Extract to read START

An illustration of Jeremy Weprich. He has light skin, short brown hair, and is wearing a checkered collared shirt under a blue blazer.

I’m still reading applications by Jeremy W.

5 years later...

5 years ago on November 28, 2020, it felt like my entire world was 15 steps wide. In the throes of the pandemic, I spent every day inside my cozy 600-square-foot one-bedroom apartment in Cambridge, measuring my days by the number of applications read during the Early Action cycle, and by how many cups of coffee I could consume until it was physiologically irresponsible. That year we were met with a historic number of applications…and I had nothing but time to read them.

Scarce hours of daylight were punctuated by Zoom calls and Slack huddles with colleagues—digitized attempts at recreating our in-person lunchroom banter. Daylight would fade around 4 PM (perhaps the worst aspect of living at the far edge of the Eastern time zone), and I would eventually wander a few steps into the kitchen to take a break. Was it a late lunch? An early dinner? I shouldn’t make another coffee, should I? I usually would.

I’m not sure I saw it as clearly then, but reading applications during quarantine was something of a blessing. It offered the opportunity to escape the monotony of my own life by living vicariously through the stories of others.

Today, my world is bigger. I live in a different apartment now (still in Cambridge) but with twice the space. Choosing to move here was likely a reaction to the pandemic; ironically, despite now having more space, I rarely work from home. Even on reading days, I usually opt to leave and head to campus to work instead. On the rare days that I do stay back, like today, I appreciate the quintessentially Cambridge view from my living room window.

View of a Cambridge residential street from an apartment window.

Extract to read END
Provided information START

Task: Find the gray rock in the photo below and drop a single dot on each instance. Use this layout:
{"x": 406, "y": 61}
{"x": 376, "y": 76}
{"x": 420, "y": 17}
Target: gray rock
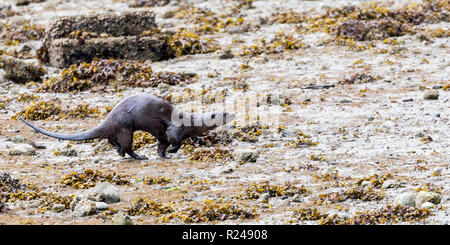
{"x": 101, "y": 206}
{"x": 431, "y": 95}
{"x": 104, "y": 192}
{"x": 20, "y": 71}
{"x": 389, "y": 184}
{"x": 427, "y": 205}
{"x": 163, "y": 87}
{"x": 297, "y": 198}
{"x": 405, "y": 199}
{"x": 366, "y": 184}
{"x": 22, "y": 149}
{"x": 426, "y": 196}
{"x": 120, "y": 219}
{"x": 264, "y": 198}
{"x": 84, "y": 208}
{"x": 19, "y": 139}
{"x": 329, "y": 170}
{"x": 246, "y": 155}
{"x": 58, "y": 208}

Provided information END

▶ Parts of the exercise
[a] Answer these questions using the essay about reading applications:
(i) How large was the author's apartment in 2020?
(ii) At about what time did daylight fade during that period?
(iii) How much space does the author's current apartment have compared with the earlier one?
[b] Take the essay about reading applications further, continuing from where it stops.

▶ Responses to the tasks
[a]
(i) It was a 600-square-foot one-bedroom apartment.
(ii) Daylight faded around 4 PM.
(iii) The current apartment has twice the space.

[b]
But regardless of where I am sitting, the practice of reading applications remains a familiar habit, largely unchanged by the setting. Each fall, as the November 1 deadline approaches, I slip back into my strange monastic ritual. I activate Reading Mode, enter an industrious fugue state, and emerge weeks later with all my files read. Every admissions officer has their own system, a personal set of idiosyncrasies that govern how we approach the bizarre, intimate task of spending all our waking hours learning about the lives of others. I’m hardly as efficient as I ought to be; it feels almost sacrilegious to prioritize productivity when peering into the lives of others, gaining proximity to their aspirations, and making sense of their stories.

Such a task is both an immense honor and a weighty responsibility. While my routine feels well-worn at this point, the job never seems to get easier. After closing my laptop, I often need time to decompress before I can do anything else. Maybe that’s why I choose to go into the office—my 15-minute walk through Cambridge serves as the perfect salve, a requisite transition between your worlds and mine.

Perhaps the thing I resent most about reading season is how it robs me of the ability to read for pleasure. After spending all day consuming what is (mostly) non-fiction in applications, my eyes hardly allow me to indulge in a novel at night. This summer I finally finished In the Distance by Hernán Díaz, a novel I had attempted to read last year during application season. The book follows the journey of a young Swedish emigrant, Håkan, traveling across the harsh mid-1800s American West.

“A year and an instant are equivalent in a monotonous life,” Diaz writes of Håkan’s life.

In reading applications, it is my goal to understand the world an applicant comes from, how they shape their world, and how they are shaped by it. But I’ve come to see how I am shaped by these stories, too. If Díaz is right, then this season, despite its exhaustion, is my ritualistic resistance against time slipping away, my rejection of sameness.

These files, in their thousands, prevent my days from blurring together. So, while I wish I had the time and energy for more socializing friends, reading more novels, and getting more sleep, I gladly accept the trade. What a privilege it is to resist monotony thanks to all of you.